▸ **Description of the task**
Copy the lines below, changing each "component" to "system" and leaving everything else untouched.

○ ○ ○

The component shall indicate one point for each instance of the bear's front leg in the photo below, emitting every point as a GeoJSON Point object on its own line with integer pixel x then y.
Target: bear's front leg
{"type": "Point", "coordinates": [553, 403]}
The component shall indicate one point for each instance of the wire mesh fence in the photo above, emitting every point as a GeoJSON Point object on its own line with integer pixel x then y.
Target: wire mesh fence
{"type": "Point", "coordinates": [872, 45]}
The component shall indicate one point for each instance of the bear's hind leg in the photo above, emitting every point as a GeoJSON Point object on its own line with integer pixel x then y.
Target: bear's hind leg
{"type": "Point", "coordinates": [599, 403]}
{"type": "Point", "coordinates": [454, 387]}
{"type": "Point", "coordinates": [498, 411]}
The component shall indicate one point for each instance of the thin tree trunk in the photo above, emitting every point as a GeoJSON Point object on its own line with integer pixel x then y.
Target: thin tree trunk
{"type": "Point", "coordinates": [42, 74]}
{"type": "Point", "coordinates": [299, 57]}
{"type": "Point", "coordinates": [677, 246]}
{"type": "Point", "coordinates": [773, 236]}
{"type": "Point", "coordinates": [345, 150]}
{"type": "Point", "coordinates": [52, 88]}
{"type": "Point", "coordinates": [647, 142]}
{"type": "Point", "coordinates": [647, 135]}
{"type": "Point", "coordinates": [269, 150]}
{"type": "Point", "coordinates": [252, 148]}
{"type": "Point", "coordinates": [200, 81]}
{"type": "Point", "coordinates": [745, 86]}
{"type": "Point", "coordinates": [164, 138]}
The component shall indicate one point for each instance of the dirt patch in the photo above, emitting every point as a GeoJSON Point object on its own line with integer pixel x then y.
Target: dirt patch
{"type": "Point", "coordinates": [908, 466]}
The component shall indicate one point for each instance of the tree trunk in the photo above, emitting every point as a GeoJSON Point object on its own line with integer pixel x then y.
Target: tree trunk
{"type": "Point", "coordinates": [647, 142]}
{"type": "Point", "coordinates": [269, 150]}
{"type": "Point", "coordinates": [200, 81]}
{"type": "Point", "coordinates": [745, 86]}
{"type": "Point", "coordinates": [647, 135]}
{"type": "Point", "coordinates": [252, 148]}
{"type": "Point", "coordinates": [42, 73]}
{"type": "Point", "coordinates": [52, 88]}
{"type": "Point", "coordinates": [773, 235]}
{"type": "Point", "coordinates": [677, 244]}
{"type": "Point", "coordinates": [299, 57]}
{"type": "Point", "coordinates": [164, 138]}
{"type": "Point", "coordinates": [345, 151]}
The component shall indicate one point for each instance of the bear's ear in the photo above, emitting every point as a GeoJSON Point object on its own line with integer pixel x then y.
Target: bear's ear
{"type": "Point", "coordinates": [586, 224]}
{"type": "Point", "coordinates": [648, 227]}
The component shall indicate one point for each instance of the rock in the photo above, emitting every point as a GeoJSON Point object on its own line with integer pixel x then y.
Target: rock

○ ○ ○

▸ **Response to this exercise**
The system shall indicate one point for each instance of the bear's front leg in the photo below, emitting every point as a GeoJSON Point object on its own line with integer pixel x then y.
Target: bear's front leg
{"type": "Point", "coordinates": [553, 403]}
The system shall indicate one point for each instance of the wire mesh fence in the photo above, emitting every point as a GeoJSON Point object on its own line with integer pixel x then y.
Target: wire mesh fence
{"type": "Point", "coordinates": [872, 45]}
The system shall indicate one point for each instance of the bear's hind leg in the photo above, emitting every point as a GeoJSON Point object on its own line with integer pixel x then y.
Target: bear's hind leg
{"type": "Point", "coordinates": [599, 403]}
{"type": "Point", "coordinates": [454, 387]}
{"type": "Point", "coordinates": [498, 411]}
The system shall indicate one point for each instance of the thin tree trunk in the photo above, emitting every point as a GeoJSON Point object on its own line with integer pixel x then y.
Target: thin tree trunk
{"type": "Point", "coordinates": [42, 74]}
{"type": "Point", "coordinates": [299, 57]}
{"type": "Point", "coordinates": [677, 246]}
{"type": "Point", "coordinates": [773, 236]}
{"type": "Point", "coordinates": [345, 150]}
{"type": "Point", "coordinates": [52, 88]}
{"type": "Point", "coordinates": [647, 142]}
{"type": "Point", "coordinates": [647, 135]}
{"type": "Point", "coordinates": [269, 150]}
{"type": "Point", "coordinates": [252, 148]}
{"type": "Point", "coordinates": [200, 81]}
{"type": "Point", "coordinates": [745, 86]}
{"type": "Point", "coordinates": [164, 138]}
The system shall indicate one point for each instance of the dirt patch in the photo above, emitting every point as a GeoJSON Point object on its own line with integer pixel x then y.
Target: dirt patch
{"type": "Point", "coordinates": [908, 466]}
The system shall indicate one point for each instance of the tree trunk in the photo above, emitting every point as a GeoJSON Point object on its own line with integer pixel x then y.
Target: tree trunk
{"type": "Point", "coordinates": [647, 142]}
{"type": "Point", "coordinates": [269, 150]}
{"type": "Point", "coordinates": [200, 81]}
{"type": "Point", "coordinates": [745, 86]}
{"type": "Point", "coordinates": [647, 135]}
{"type": "Point", "coordinates": [252, 148]}
{"type": "Point", "coordinates": [42, 73]}
{"type": "Point", "coordinates": [52, 88]}
{"type": "Point", "coordinates": [773, 235]}
{"type": "Point", "coordinates": [677, 244]}
{"type": "Point", "coordinates": [299, 57]}
{"type": "Point", "coordinates": [164, 138]}
{"type": "Point", "coordinates": [345, 151]}
The system shall indicate one point for each instance of the bear's ear in the photo above, emitting every point as a GeoJSON Point object on its own line with integer pixel x then y.
Target: bear's ear
{"type": "Point", "coordinates": [586, 224]}
{"type": "Point", "coordinates": [648, 227]}
The system shall indicate one point for each instance of the rock in the photo above, emitting every point as a GeoJSON Point object on its own line with integer pixel x then y.
Target: rock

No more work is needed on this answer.